> **Exercise objective**: A copy is needed of each line in the records that has the word "window".

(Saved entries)
++++
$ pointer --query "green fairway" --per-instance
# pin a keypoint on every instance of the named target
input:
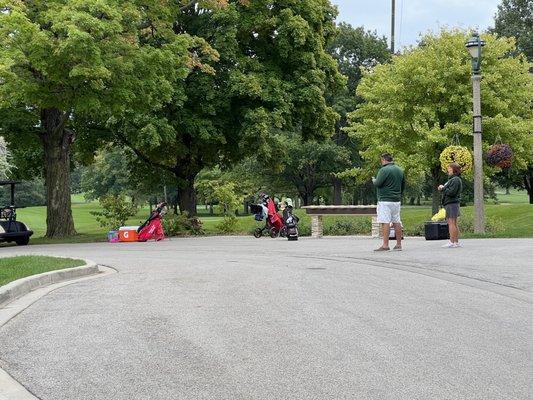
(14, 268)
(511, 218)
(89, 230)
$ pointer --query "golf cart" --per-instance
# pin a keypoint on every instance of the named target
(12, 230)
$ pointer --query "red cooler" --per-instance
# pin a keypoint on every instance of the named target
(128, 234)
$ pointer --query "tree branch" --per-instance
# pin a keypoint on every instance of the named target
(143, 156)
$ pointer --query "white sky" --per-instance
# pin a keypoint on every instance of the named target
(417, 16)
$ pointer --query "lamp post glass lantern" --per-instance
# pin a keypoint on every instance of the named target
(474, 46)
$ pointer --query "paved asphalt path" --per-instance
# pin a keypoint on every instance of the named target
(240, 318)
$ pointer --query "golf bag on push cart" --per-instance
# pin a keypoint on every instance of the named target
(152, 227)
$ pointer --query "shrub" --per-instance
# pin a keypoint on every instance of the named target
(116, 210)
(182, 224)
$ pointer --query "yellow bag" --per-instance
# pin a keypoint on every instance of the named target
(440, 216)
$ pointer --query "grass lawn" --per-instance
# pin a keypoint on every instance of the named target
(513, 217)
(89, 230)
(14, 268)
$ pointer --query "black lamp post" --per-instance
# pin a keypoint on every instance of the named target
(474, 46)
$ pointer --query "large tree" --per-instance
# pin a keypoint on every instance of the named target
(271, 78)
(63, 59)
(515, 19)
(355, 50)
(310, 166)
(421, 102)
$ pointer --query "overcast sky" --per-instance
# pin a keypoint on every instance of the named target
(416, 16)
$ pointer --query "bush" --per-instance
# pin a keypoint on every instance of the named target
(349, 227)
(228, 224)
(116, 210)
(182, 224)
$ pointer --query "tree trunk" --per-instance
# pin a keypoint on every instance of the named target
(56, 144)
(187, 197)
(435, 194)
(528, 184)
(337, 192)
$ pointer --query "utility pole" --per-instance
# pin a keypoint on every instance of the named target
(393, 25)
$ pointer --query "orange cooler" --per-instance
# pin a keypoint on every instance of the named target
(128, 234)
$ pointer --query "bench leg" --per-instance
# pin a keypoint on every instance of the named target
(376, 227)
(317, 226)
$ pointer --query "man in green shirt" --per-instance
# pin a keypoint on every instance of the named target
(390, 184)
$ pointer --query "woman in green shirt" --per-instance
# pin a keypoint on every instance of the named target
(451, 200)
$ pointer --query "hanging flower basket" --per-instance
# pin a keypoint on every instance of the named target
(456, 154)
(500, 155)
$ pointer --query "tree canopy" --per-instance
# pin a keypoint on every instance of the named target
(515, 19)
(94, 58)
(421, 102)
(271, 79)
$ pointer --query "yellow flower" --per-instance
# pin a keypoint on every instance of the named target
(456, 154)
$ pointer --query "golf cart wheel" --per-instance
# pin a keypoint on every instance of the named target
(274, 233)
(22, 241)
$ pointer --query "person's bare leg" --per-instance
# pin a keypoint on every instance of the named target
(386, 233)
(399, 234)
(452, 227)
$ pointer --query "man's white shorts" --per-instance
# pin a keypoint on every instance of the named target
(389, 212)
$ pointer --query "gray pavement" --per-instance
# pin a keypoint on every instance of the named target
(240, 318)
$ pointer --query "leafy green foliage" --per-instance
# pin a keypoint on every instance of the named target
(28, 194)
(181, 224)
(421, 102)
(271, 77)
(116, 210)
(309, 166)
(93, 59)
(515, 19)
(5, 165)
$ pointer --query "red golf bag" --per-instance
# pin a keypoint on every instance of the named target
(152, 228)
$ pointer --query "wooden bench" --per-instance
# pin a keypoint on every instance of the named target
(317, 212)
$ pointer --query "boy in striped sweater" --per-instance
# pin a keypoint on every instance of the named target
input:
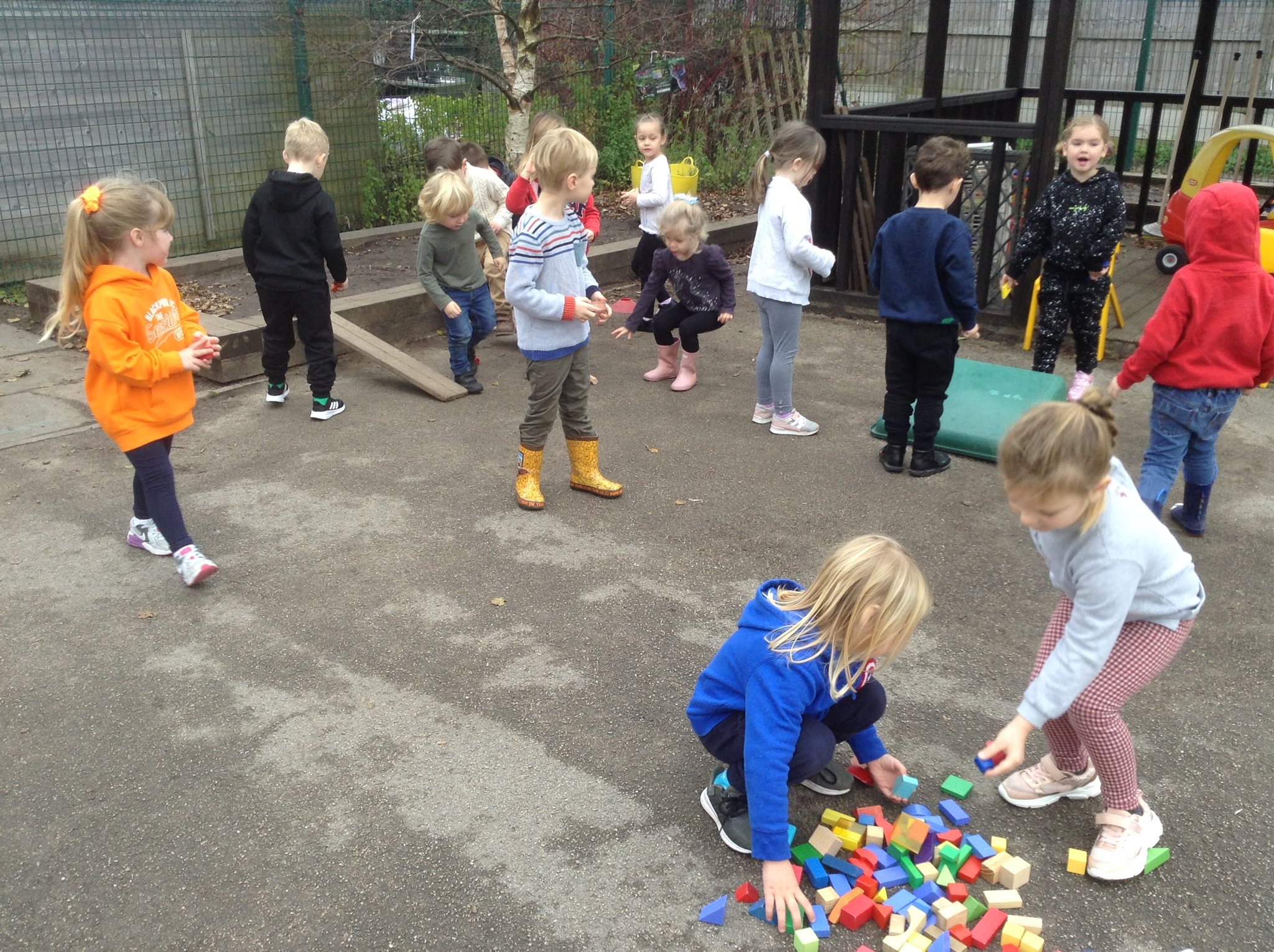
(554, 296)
++++
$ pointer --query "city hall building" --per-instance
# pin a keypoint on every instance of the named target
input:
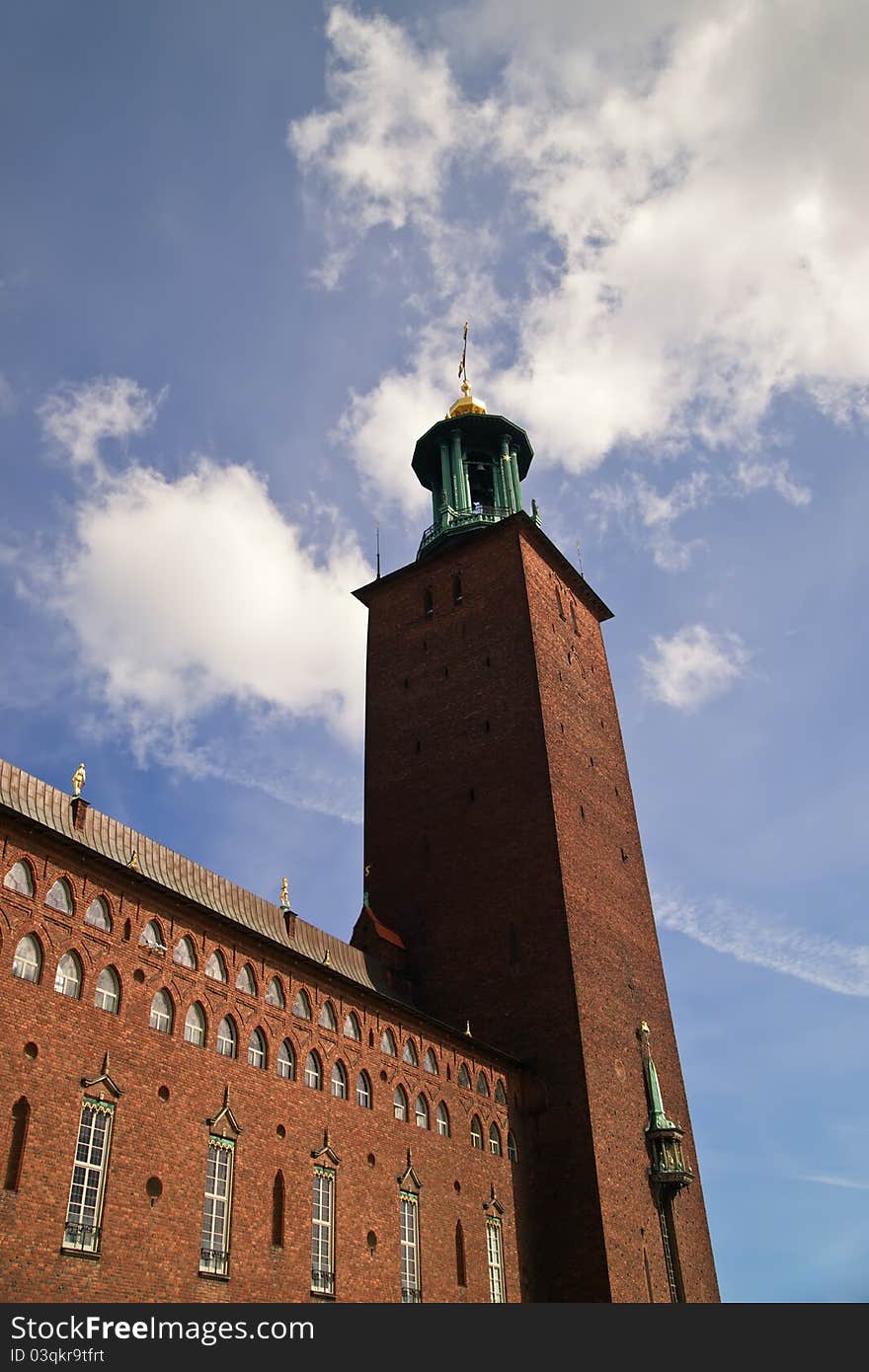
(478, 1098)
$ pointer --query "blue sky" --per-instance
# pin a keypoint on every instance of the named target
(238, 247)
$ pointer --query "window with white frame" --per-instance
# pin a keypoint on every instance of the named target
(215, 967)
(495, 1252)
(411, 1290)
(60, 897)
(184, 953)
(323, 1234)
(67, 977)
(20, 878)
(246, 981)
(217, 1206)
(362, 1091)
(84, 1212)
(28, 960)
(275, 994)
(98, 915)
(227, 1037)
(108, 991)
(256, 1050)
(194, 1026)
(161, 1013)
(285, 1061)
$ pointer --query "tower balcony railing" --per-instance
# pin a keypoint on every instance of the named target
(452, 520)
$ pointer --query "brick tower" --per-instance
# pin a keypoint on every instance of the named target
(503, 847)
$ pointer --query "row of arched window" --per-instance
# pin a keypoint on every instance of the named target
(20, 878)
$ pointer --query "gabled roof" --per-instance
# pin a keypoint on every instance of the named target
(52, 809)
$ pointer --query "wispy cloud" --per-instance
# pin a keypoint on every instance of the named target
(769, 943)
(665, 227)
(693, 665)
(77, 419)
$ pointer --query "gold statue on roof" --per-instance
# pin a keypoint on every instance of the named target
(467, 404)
++++
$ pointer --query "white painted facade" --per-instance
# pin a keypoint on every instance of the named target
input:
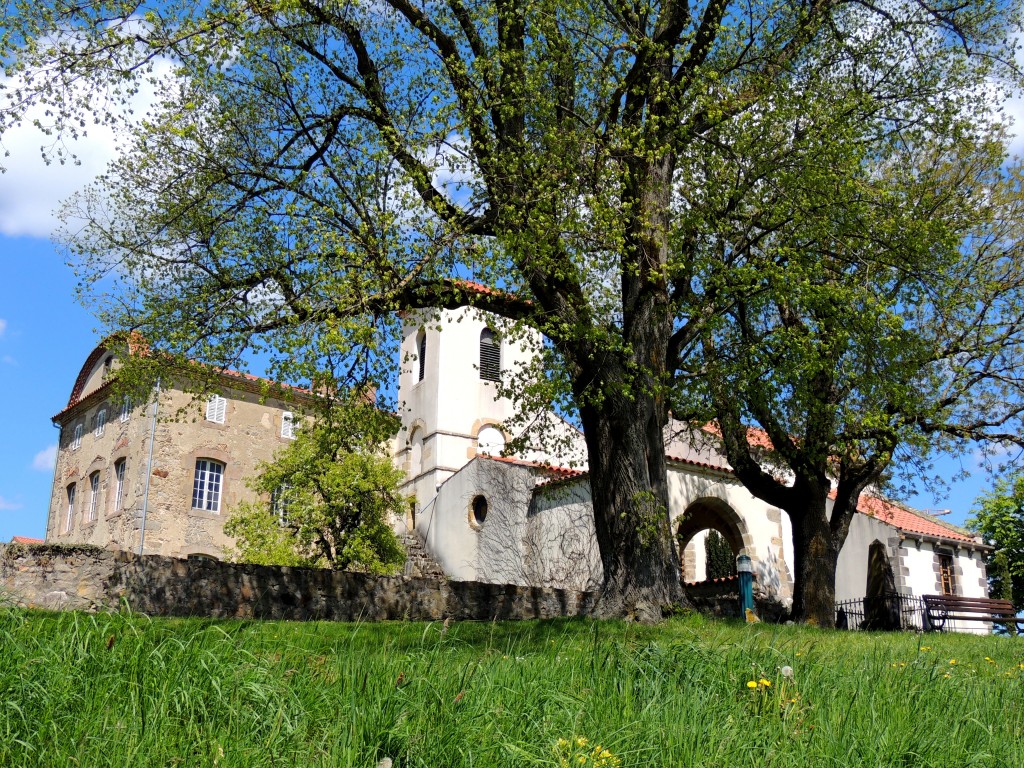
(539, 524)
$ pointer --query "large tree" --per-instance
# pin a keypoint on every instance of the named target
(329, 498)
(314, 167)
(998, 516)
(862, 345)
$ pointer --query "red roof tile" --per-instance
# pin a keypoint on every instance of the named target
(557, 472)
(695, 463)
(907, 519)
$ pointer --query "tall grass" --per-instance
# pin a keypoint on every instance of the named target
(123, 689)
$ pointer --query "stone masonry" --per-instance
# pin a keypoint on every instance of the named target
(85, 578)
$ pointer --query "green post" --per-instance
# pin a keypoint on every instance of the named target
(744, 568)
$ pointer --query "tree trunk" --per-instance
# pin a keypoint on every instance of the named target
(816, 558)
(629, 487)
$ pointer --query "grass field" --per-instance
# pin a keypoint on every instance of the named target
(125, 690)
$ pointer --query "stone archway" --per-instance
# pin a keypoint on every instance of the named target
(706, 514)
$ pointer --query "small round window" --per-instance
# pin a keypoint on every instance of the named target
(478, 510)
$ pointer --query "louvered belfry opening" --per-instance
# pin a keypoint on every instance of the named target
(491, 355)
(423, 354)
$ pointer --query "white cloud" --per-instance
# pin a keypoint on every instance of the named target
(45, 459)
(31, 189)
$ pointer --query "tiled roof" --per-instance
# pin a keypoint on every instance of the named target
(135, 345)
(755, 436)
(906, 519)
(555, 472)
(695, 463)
++++
> **Answer space**:
$ pointer --query "window with white frame" --per-instance
$ pointer --query "row of arched window" --per-instance
$ pointer --query "small round window" --per-instance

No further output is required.